Exercise details: Output nothing but the lines from the line with "Shelf-audit tagging: for every instance of the colorful" through the end of the listing below, both ends included.

>>>

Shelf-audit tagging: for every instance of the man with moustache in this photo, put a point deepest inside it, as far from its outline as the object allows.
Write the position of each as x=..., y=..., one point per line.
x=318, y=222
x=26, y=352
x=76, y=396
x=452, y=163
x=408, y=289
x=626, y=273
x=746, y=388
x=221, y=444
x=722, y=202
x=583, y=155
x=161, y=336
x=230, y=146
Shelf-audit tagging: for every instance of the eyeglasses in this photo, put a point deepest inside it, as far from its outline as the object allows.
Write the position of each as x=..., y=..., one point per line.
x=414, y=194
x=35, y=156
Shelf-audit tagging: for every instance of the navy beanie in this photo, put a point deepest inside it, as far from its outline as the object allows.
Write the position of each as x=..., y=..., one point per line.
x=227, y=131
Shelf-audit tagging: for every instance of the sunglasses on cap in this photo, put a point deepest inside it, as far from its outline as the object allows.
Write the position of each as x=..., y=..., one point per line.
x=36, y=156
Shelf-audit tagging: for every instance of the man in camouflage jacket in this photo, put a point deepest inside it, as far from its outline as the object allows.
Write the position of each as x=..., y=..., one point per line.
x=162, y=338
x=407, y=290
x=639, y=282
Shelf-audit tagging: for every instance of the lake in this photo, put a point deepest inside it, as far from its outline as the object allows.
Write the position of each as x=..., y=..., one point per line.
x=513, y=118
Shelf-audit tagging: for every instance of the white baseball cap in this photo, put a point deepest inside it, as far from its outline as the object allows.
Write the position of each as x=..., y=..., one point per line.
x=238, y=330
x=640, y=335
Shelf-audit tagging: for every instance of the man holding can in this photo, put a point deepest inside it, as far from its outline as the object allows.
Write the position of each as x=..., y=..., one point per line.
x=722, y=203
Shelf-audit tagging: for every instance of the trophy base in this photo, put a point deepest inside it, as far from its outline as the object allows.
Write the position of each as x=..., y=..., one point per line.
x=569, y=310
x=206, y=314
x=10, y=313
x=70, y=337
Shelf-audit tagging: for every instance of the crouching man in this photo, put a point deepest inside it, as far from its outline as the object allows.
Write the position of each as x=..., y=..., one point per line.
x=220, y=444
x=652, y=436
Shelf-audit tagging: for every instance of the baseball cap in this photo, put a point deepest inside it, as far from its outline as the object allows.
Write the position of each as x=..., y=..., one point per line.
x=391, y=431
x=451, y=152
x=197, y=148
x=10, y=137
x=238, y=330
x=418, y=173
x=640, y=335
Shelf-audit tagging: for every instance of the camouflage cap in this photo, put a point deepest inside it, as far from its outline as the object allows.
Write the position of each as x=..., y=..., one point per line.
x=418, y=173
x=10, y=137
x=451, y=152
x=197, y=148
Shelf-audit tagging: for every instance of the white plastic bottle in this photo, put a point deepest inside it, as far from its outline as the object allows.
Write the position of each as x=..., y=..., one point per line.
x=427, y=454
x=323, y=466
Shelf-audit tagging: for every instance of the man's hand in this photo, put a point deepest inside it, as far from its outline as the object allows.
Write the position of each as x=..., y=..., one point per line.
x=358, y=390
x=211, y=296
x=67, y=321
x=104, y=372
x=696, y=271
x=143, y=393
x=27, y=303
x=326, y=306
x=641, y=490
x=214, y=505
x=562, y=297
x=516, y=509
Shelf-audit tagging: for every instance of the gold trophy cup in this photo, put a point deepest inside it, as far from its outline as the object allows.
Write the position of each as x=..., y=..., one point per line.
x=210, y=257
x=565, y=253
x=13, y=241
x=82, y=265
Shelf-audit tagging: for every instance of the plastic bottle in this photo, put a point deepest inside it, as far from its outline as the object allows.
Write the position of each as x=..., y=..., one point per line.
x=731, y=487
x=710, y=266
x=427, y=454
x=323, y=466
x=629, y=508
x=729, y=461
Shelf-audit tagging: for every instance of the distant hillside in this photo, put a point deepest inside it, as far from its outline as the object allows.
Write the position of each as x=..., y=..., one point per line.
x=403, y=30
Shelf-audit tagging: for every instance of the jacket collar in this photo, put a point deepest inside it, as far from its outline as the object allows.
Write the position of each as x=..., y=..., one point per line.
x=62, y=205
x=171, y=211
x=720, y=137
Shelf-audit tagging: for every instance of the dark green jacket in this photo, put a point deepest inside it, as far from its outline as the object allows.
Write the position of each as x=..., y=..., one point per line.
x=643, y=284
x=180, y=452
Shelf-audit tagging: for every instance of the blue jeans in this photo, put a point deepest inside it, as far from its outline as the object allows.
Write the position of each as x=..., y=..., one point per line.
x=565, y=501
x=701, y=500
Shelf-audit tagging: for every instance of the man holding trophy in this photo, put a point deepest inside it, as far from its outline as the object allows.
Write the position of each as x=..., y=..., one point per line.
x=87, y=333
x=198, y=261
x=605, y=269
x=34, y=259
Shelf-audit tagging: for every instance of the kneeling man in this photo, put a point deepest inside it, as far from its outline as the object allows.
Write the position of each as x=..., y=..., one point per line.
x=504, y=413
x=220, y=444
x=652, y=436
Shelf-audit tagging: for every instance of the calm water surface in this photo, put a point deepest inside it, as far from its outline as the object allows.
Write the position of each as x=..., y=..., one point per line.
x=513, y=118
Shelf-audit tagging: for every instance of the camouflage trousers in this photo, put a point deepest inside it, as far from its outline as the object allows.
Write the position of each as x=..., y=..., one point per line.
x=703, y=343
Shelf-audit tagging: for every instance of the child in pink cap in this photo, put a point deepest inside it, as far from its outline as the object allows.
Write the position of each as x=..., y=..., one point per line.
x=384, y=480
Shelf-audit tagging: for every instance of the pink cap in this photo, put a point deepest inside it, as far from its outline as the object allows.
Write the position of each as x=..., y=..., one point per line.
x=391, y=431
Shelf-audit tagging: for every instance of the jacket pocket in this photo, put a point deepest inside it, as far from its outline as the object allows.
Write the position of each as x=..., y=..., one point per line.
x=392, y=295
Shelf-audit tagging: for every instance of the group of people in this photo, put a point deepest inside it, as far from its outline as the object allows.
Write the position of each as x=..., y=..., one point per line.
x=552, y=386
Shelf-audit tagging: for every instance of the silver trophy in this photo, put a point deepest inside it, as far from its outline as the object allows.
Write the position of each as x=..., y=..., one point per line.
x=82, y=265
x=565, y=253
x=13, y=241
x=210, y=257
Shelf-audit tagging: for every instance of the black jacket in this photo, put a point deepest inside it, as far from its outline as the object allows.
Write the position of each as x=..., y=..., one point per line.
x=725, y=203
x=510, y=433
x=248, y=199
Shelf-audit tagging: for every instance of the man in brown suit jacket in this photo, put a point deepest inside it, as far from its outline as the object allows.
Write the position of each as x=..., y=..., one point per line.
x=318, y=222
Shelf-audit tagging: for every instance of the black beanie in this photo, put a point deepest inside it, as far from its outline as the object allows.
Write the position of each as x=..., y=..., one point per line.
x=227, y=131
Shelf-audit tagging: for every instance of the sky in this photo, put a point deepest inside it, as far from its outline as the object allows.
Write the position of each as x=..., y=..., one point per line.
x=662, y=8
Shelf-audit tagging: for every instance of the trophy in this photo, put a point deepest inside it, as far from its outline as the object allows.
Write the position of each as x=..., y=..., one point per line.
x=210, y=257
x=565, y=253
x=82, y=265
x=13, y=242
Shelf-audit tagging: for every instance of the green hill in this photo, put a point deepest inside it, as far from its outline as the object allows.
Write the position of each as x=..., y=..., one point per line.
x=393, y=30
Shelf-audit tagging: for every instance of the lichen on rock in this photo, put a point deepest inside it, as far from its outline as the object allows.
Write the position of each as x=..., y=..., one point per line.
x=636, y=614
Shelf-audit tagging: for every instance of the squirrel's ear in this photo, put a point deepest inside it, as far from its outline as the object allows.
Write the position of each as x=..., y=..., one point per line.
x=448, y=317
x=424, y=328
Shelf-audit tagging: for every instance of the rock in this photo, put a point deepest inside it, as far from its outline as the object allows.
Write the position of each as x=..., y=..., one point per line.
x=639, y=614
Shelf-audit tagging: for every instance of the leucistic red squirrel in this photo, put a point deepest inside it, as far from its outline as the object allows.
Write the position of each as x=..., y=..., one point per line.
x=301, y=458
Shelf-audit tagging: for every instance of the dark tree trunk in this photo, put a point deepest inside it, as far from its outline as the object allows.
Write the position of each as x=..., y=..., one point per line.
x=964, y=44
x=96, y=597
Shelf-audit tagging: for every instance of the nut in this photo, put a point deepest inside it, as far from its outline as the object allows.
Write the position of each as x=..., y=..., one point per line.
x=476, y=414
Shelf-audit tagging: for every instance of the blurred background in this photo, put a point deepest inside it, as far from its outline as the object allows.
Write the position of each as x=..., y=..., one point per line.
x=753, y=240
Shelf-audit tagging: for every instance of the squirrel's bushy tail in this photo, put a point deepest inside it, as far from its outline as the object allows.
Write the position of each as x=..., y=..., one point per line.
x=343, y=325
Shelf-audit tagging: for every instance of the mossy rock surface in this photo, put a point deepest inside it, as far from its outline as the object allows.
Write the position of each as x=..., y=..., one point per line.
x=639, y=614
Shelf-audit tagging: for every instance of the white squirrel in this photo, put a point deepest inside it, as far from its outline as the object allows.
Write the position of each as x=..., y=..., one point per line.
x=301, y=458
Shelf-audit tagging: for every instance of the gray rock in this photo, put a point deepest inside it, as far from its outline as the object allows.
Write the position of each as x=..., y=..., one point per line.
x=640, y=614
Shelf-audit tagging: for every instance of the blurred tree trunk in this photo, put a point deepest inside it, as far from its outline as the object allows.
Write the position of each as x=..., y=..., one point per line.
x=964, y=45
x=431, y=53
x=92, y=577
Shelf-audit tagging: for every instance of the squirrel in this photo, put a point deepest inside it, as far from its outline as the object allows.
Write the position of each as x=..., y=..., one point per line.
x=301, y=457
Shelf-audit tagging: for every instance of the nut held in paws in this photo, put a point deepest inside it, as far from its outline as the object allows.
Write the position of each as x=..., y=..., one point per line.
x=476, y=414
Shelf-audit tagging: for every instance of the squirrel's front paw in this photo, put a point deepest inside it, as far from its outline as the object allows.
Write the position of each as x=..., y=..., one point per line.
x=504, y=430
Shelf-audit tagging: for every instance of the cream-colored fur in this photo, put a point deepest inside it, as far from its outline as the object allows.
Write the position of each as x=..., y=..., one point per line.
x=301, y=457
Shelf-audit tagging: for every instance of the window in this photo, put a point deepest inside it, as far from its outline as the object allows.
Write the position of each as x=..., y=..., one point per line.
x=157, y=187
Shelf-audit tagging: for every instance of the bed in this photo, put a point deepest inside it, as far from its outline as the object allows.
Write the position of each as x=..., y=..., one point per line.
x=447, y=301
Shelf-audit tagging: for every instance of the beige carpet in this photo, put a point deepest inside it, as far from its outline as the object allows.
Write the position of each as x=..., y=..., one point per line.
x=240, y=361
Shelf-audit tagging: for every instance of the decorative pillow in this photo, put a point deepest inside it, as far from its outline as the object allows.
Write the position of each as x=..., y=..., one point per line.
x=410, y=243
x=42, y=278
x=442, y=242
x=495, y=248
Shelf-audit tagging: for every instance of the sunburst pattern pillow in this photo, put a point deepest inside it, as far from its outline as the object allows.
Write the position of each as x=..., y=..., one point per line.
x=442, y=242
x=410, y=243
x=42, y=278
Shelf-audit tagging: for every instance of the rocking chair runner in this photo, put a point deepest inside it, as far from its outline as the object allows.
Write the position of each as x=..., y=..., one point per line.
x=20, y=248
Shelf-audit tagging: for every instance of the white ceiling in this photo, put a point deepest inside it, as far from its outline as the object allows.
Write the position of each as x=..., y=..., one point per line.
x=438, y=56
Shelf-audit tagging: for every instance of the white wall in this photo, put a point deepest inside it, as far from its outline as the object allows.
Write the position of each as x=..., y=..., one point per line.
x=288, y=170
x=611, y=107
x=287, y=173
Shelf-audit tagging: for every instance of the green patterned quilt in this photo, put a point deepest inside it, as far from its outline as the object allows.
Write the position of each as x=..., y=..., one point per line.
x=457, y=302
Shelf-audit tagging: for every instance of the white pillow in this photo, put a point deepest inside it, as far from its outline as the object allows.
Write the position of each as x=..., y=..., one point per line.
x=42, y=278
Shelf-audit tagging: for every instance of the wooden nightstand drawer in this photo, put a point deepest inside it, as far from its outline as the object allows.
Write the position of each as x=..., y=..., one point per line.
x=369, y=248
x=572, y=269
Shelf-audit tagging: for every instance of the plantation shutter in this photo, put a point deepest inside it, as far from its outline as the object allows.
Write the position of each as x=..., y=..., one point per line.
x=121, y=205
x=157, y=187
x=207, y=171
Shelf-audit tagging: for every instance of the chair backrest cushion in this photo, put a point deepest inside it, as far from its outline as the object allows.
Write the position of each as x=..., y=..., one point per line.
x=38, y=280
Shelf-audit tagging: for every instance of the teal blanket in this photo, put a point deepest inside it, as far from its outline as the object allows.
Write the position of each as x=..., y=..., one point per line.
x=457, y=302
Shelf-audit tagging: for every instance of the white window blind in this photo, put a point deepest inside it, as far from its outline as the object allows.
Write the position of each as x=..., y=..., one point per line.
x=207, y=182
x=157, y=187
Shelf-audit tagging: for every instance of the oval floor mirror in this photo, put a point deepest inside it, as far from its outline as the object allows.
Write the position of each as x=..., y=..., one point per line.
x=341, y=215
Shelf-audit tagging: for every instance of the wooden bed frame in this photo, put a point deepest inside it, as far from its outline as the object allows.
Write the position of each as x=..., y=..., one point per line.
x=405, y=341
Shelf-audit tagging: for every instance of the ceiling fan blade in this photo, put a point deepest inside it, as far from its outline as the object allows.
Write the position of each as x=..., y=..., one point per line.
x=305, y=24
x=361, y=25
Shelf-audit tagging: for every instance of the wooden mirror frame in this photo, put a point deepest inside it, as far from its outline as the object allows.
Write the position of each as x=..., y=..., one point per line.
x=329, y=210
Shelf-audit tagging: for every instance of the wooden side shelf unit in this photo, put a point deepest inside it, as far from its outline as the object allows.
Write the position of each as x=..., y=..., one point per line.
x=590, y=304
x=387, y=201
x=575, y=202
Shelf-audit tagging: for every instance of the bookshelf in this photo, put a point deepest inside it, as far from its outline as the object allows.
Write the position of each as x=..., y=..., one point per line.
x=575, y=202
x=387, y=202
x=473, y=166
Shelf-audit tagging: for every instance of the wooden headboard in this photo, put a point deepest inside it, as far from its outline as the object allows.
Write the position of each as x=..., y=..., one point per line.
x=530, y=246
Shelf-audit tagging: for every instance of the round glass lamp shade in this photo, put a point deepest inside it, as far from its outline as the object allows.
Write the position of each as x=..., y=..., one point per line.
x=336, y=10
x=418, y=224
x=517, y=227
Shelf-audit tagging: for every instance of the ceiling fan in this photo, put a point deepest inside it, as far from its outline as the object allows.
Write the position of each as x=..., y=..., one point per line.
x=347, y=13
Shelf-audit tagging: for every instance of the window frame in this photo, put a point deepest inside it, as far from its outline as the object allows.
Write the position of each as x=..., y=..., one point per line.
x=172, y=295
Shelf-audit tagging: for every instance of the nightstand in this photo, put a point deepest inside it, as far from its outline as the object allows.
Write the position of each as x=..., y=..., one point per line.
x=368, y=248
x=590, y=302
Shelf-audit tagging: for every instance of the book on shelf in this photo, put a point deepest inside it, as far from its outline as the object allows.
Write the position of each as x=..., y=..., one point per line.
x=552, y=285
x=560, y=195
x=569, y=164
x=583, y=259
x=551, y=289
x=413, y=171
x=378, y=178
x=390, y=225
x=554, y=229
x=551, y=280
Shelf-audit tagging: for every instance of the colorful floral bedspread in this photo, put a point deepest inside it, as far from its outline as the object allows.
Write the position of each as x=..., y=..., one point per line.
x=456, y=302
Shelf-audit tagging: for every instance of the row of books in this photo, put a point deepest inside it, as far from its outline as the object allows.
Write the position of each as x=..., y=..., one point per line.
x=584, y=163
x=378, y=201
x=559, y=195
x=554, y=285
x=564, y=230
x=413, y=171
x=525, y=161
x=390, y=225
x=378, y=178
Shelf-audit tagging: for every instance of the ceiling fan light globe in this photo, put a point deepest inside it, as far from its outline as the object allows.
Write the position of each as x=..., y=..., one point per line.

<<<

Output for this exercise:
Shelf-audit tagging: for every instance of the colorful floral bedspread in this photo, put a point deepest inside it, as far from its outline as the object allows.
Write the position of each as x=..., y=..., one point per line.
x=456, y=302
Shelf-audit tagging: for every instance of the row of books in this photo, put a point deepest inside it, as far from its outline as the object allows.
Write the position of each as x=..., y=..., one point per line.
x=584, y=163
x=378, y=201
x=559, y=195
x=554, y=285
x=564, y=230
x=413, y=171
x=525, y=161
x=390, y=225
x=378, y=178
Shelf-audit tagging: for every instance of the ceiling fan light globe in this photo, put a point deepest inside it, as far from its outline as the object allows.
Write the position of each as x=..., y=..., one point per line.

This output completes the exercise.